#### [JOB]
Exactly reproduce the lines from the line containing "Could you please identify the man's hand" to the end of the data below, inclusive, and nothing else.

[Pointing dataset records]
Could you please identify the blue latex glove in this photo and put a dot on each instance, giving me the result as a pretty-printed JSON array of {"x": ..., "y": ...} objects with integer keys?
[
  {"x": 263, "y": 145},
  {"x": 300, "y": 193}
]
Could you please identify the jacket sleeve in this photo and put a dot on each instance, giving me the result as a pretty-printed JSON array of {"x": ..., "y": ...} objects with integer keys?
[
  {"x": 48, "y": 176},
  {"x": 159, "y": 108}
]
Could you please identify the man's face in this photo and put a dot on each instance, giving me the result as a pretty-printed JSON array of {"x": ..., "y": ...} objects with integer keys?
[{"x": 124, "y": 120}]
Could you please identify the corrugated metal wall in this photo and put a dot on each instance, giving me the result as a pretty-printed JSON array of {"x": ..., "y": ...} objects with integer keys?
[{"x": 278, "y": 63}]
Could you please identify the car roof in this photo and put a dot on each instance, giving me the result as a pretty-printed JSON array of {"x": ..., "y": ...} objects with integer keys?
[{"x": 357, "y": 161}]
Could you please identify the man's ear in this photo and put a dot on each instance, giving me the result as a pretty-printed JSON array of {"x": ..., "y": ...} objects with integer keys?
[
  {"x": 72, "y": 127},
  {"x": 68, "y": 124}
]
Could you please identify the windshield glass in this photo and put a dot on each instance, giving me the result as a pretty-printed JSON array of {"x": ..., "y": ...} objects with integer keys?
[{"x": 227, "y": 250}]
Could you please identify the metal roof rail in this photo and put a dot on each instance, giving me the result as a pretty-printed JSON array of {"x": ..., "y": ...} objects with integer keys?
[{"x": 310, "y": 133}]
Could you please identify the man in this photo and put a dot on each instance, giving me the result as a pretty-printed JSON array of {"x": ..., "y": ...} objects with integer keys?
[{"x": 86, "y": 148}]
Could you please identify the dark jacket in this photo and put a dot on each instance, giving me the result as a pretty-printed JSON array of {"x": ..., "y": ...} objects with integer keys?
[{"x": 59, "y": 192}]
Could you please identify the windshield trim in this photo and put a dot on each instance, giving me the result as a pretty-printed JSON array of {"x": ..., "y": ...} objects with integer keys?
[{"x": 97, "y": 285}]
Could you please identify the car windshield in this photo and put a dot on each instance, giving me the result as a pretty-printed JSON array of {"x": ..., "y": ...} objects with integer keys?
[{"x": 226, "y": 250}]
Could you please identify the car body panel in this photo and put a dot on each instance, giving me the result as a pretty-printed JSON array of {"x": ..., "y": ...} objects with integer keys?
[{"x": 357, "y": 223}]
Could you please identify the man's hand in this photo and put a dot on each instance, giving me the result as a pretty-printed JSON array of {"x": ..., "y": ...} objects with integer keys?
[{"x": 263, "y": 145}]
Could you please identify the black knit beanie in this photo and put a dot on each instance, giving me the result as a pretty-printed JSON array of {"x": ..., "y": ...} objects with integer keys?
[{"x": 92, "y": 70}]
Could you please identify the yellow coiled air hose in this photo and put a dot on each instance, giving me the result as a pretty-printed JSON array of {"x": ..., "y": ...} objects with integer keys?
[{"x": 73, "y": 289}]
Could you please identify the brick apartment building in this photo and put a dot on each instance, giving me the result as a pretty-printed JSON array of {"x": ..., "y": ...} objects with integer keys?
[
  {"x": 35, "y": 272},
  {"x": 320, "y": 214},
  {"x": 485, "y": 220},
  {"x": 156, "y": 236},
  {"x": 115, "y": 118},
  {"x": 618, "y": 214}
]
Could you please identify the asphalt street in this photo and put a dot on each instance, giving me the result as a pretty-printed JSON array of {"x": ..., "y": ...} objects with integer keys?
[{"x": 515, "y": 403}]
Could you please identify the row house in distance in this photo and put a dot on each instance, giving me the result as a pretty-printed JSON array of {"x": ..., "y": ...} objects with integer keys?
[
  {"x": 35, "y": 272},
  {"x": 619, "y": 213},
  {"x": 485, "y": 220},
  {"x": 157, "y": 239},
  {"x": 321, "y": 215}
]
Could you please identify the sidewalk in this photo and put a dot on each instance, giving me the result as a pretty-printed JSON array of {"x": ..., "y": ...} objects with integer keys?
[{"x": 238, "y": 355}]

#### [ANSWER TO THE TASK]
Could you please identify the man's hand in this photo and put a dot on each instance, giving me the result as a pretty-printed JSON array of {"x": ..., "y": ...} objects with integer keys?
[{"x": 263, "y": 145}]
Could you please identify the black knit beanie in this photo and put a dot on each instance, giving me the result as a pretty-printed JSON array of {"x": ..., "y": ...} objects with integer keys?
[{"x": 92, "y": 70}]
Could you please identify the yellow coiled air hose in this photo and put a dot on each instance, giving me the result as a pretty-printed JSON array of {"x": ..., "y": ...} objects with integer keys?
[{"x": 73, "y": 289}]
Could you please identify the brick apartment building in this photo and put a dot on each instance, giving me the result as a pretty-printed JSON array of {"x": ..., "y": ...} objects with integer keys?
[
  {"x": 35, "y": 272},
  {"x": 320, "y": 214},
  {"x": 485, "y": 220},
  {"x": 156, "y": 236},
  {"x": 115, "y": 118},
  {"x": 618, "y": 214}
]
Could you please identify the asphalt street in this photo and put a dot on each instance, giving me the result as a pretty-printed JSON array of {"x": ..., "y": ...} objects with integer keys?
[{"x": 515, "y": 403}]
Could you please identify the row house in distance in this photo and put a dot on each instance, giving me the result as a pretty-printed JSON array of {"x": ..., "y": ...} objects with integer keys?
[
  {"x": 35, "y": 272},
  {"x": 619, "y": 213},
  {"x": 485, "y": 220},
  {"x": 157, "y": 239},
  {"x": 321, "y": 215}
]
Could you please identify the sidewalk in this photo and put a dot on each instance, giving me the result as a pretty-printed JSON array of {"x": ..., "y": ...} objects with integer keys?
[{"x": 238, "y": 355}]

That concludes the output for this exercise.